**Work to be completed**:
Lines from the one containing "Could you please drop a point on the gray" through the end of the entries below: set them down exactly, both ends included, with nothing added.

--------

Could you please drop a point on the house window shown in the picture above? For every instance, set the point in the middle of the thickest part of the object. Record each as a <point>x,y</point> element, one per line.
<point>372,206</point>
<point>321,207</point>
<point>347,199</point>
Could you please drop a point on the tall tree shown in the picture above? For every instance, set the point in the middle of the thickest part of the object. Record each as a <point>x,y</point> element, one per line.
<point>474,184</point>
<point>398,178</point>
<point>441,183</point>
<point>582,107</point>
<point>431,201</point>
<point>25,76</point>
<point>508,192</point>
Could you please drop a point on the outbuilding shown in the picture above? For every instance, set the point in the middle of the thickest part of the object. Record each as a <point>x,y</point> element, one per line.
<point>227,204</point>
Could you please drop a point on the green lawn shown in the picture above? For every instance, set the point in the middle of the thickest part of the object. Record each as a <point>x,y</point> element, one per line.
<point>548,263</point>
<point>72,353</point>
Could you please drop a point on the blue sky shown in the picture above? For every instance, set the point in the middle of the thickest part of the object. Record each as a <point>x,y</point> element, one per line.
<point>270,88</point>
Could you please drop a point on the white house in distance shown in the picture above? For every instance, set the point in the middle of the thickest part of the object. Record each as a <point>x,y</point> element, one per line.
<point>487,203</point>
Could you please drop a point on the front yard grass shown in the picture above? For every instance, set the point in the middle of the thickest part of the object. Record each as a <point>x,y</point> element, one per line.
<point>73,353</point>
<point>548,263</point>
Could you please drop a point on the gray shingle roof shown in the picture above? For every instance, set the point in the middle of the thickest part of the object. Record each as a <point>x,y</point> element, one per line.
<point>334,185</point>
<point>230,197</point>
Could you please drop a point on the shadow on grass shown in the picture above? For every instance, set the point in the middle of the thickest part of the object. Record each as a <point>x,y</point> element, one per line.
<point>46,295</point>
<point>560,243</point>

--------

**Solution to this problem**:
Could you please drop a point on the gray shingle roof shown in the picture above? For every instance, set the point in the middle of the thickest part of the object. Record each as a <point>x,y</point> element, one per line.
<point>334,185</point>
<point>230,197</point>
Could you please drop a point on the shadow on grass shown in the picture above? For every instance, set the point in the middle of the thickest part of the object. Record each as a <point>x,y</point> element, one per line.
<point>46,295</point>
<point>560,243</point>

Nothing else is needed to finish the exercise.